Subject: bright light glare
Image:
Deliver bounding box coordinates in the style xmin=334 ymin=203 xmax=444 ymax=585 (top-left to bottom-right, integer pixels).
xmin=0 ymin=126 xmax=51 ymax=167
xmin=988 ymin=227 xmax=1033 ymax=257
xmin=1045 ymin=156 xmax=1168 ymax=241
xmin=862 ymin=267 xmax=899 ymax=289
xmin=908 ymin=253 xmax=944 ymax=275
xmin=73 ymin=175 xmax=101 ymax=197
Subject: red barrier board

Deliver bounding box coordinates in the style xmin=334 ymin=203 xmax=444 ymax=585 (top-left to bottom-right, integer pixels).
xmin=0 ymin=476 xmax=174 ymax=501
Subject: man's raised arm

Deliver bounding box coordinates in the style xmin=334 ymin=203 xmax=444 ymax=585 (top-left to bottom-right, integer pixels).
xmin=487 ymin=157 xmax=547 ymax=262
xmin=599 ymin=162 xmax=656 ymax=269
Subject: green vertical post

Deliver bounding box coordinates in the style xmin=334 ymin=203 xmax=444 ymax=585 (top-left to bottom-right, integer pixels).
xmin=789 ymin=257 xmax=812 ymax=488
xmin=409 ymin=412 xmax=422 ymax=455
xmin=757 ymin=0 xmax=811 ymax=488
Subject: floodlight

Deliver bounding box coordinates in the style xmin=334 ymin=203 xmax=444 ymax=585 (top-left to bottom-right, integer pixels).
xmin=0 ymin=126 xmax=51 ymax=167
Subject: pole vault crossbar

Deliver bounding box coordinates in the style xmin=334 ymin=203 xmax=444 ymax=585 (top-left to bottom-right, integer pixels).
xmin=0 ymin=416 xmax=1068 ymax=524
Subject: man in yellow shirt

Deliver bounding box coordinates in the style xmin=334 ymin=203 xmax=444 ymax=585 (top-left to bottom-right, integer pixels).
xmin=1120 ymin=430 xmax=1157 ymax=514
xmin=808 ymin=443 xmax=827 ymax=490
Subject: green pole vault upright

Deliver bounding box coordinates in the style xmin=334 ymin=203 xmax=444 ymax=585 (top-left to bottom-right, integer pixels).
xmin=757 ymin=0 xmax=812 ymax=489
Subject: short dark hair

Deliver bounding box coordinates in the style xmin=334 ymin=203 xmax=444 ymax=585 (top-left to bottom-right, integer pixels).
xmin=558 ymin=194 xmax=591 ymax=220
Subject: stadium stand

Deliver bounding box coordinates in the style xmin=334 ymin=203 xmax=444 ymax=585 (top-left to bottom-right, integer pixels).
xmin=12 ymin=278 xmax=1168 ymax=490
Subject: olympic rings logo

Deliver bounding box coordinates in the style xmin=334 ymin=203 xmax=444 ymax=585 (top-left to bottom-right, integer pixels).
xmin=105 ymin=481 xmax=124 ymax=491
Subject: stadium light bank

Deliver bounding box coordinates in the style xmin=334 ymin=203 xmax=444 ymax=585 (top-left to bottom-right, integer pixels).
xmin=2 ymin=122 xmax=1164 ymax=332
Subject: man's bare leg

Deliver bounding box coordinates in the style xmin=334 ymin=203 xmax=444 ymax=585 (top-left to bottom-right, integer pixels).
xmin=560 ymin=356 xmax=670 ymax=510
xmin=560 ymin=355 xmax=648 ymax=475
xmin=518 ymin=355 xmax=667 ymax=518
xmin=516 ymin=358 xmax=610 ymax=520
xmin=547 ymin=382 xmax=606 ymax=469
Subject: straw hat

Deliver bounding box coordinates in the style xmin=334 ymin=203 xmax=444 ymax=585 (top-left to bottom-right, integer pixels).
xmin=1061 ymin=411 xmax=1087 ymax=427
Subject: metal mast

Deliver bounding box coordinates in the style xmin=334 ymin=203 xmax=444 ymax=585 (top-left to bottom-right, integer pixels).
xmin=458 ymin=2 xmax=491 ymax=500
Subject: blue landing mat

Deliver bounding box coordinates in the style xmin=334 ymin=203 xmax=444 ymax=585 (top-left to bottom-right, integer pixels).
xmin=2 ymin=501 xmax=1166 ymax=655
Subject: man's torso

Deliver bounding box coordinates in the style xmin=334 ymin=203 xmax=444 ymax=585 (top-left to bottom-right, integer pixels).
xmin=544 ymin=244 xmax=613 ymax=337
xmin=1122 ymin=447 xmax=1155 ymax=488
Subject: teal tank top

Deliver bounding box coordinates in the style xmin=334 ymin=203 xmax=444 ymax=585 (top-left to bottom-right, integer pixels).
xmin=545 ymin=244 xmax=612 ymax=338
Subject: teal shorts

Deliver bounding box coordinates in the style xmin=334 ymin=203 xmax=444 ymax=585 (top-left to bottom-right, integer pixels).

:::::

> Assignment: In the records above, find each line with the string "green" and list it.

> Solution to this exercise:
Subject: green vertical post
Subject: green pole vault upright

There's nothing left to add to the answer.